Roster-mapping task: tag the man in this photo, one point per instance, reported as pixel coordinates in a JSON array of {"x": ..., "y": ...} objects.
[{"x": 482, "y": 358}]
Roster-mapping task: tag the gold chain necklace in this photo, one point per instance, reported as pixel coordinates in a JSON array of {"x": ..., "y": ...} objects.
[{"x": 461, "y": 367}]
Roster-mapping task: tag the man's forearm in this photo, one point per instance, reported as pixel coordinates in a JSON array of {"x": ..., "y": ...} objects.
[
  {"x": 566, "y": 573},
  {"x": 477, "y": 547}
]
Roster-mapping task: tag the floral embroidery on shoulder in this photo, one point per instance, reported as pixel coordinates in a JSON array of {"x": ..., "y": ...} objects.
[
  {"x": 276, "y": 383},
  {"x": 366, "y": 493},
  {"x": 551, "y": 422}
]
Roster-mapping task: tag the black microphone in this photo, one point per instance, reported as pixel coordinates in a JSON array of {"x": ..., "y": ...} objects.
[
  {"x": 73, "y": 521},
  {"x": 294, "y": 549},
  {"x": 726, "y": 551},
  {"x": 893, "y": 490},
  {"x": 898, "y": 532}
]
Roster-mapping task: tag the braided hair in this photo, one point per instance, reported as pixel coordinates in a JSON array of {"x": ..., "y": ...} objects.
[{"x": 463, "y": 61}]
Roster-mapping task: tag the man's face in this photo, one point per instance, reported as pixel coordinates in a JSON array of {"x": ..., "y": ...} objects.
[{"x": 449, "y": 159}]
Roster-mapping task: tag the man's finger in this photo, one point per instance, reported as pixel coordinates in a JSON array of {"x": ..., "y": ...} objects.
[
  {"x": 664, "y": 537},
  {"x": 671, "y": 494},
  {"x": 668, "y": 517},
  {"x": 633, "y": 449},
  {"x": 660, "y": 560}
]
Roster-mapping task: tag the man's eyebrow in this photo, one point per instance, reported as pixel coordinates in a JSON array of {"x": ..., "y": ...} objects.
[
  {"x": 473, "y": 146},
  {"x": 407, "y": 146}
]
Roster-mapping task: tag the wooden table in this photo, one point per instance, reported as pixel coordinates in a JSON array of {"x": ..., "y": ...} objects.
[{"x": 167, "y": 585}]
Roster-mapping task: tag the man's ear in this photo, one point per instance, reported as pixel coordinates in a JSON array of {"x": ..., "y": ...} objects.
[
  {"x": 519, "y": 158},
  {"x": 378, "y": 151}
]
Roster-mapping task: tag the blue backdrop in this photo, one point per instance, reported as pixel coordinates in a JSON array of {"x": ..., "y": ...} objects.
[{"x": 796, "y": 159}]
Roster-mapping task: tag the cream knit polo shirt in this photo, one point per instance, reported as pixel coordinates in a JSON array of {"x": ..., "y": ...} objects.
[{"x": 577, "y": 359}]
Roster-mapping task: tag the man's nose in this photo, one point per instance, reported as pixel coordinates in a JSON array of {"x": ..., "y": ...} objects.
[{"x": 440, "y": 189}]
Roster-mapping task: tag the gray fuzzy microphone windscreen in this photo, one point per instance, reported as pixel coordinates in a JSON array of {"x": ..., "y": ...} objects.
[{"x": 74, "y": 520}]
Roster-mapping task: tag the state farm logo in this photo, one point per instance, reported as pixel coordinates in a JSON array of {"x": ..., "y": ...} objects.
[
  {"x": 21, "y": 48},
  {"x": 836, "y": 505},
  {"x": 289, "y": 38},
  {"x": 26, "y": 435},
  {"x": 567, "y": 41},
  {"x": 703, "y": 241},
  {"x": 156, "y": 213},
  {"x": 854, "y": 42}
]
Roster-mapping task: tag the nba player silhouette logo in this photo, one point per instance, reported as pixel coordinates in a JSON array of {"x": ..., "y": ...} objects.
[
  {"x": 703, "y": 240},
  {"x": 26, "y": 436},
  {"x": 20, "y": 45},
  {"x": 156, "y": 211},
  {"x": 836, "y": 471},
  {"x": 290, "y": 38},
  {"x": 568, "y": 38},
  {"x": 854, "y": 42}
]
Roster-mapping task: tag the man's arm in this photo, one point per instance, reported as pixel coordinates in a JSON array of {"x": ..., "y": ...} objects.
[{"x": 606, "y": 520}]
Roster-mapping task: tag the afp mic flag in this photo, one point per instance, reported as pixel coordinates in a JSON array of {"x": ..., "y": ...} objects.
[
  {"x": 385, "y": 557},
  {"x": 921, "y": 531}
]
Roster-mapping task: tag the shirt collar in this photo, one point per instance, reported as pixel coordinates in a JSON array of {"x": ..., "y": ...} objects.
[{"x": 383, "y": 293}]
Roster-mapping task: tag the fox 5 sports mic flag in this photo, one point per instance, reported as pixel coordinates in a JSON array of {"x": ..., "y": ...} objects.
☆ ☆ ☆ ☆ ☆ ☆ ☆
Work to do:
Reproduce, word for word, the part of the items that opens with the line containing "Roster-mapping task: tag the shirt" and runs through the end of the items.

Solution for this exercise:
Roster-mapping task: tag the shirt collar in this photo, one point per instance, reported as pixel coordinates in a JSON array of {"x": ..., "y": ...} objects.
[{"x": 383, "y": 293}]
Roster-mapping task: tag the fox 5 sports mic flag in this photo, one point per instance, reported as pixel coordinates in a JSON array of {"x": ..., "y": ...} objects.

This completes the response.